Information provided:
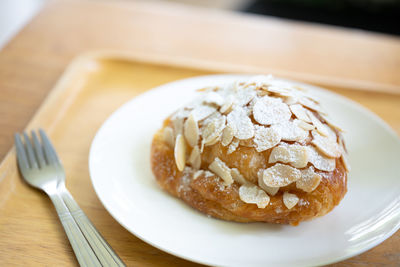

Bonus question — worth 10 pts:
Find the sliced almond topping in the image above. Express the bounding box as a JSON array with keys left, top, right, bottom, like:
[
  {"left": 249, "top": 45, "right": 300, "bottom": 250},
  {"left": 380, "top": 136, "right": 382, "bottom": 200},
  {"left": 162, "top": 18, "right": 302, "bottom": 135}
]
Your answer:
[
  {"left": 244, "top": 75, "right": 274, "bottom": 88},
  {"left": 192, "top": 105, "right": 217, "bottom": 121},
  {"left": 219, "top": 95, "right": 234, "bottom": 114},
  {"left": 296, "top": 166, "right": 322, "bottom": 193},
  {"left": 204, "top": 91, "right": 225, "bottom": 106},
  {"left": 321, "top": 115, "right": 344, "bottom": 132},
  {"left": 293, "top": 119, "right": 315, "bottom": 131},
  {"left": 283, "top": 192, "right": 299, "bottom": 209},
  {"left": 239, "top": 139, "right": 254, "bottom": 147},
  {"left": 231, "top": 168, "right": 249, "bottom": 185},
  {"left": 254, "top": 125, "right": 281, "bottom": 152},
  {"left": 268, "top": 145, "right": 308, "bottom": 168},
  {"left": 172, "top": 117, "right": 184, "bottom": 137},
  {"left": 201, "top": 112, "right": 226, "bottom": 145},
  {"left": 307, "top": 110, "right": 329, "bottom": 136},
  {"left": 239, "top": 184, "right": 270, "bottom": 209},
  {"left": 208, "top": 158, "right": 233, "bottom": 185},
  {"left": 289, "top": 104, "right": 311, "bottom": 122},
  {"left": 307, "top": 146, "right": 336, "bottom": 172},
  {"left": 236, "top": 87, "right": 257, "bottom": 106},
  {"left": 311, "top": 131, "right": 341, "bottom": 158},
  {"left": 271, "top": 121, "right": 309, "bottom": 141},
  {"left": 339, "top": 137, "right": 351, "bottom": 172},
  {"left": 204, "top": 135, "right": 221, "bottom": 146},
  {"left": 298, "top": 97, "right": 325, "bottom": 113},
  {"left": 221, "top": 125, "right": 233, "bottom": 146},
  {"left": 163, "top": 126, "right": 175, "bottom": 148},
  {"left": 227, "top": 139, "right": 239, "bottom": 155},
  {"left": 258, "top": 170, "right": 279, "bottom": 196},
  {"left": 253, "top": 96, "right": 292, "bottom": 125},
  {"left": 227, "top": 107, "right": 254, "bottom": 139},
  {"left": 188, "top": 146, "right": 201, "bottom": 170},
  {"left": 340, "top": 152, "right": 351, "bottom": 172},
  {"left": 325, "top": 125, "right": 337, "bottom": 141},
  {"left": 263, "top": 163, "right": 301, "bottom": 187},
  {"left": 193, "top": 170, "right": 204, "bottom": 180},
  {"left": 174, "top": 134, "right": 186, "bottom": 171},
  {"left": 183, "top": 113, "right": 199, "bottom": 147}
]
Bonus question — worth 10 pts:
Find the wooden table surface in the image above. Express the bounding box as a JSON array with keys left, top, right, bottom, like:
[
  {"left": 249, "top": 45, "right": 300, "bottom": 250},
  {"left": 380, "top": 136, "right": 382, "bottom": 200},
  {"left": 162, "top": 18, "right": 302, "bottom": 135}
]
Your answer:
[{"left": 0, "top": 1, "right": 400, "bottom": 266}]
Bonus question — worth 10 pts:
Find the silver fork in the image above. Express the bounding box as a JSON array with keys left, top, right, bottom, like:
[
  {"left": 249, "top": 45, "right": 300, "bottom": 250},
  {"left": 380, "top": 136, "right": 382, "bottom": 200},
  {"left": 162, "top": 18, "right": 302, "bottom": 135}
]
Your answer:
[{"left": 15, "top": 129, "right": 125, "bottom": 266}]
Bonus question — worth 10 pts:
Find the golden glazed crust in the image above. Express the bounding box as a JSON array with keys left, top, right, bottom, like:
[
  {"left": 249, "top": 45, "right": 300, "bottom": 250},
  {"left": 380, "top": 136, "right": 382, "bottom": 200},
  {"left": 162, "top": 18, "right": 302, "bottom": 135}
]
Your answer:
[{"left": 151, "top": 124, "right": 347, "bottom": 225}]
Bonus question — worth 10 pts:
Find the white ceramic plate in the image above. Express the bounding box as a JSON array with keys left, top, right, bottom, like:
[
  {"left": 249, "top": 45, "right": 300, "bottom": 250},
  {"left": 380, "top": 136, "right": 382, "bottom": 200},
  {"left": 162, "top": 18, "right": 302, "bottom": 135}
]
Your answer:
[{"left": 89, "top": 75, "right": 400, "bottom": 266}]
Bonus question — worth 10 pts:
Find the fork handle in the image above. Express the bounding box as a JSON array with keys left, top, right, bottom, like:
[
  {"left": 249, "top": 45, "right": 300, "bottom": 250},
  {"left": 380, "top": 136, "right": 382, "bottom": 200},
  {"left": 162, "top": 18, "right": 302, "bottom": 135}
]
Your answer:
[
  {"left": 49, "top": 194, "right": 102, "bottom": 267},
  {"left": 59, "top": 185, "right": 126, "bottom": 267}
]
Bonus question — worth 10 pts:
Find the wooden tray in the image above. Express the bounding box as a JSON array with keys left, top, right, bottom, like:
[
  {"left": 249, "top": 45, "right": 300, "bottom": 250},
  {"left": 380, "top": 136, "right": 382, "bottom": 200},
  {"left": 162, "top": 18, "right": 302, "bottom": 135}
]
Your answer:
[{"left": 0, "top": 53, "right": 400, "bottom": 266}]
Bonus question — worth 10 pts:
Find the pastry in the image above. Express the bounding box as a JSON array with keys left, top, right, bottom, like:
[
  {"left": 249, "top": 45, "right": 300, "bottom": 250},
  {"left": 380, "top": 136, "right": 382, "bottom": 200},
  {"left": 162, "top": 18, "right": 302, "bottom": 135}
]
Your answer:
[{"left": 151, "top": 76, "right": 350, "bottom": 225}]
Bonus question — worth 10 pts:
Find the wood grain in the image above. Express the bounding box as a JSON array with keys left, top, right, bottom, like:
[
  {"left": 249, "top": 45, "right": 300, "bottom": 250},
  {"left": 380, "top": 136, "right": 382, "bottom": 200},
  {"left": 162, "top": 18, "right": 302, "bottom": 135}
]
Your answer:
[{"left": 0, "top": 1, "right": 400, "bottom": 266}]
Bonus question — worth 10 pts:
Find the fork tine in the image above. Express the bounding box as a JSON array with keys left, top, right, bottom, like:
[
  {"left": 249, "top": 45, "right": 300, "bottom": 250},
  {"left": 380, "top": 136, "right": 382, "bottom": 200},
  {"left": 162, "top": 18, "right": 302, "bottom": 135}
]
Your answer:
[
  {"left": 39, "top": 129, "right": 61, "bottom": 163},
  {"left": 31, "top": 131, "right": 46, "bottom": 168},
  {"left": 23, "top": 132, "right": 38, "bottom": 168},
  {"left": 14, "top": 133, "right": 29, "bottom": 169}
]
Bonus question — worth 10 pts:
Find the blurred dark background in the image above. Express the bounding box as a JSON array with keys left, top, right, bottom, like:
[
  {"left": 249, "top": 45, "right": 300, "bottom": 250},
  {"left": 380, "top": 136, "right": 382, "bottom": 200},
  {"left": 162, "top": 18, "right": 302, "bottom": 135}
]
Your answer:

Required task: Locate every line of the data that contains the word "with" and copy each such line.

Full solution:
Find the sliced almond topping in the image above. Express the bounding box as a JSON array with keys left, top, right, bottom, like:
Find the wooden table surface in the image above. Express the bounding box as a JSON array with keys left, top, right, bottom, like:
Find the silver fork in the image above. Express the bounding box as a JSON array with keys left, top, right, bottom, like:
Find the golden glazed crust in the image above. Express the bounding box as a JSON array with keys left, top, right, bottom, like:
Find the white ceramic plate in the image above. Express the bounding box as a JSON array with keys left, top, right, bottom, like:
Find the fork handle in the image above. Express the bounding box as a JSON array with keys left, top, right, bottom, like:
Find the wooden tray in the image above. Express the bounding box as a JSON array with keys left, top, right, bottom, like:
Find the pastry in the image above. Express the bounding box as a JSON array with keys left, top, right, bottom, like:
Find the wood grain in the image above. Express the bounding box as a JSON array with keys left, top, right, bottom, like:
Find the fork tine in the image above. Express the bounding box as a JSON array with keys left, top, right, bottom, like:
Find the blurred dark background in the image above. Express the bounding box as a JSON array with keys left, top, right, bottom, like:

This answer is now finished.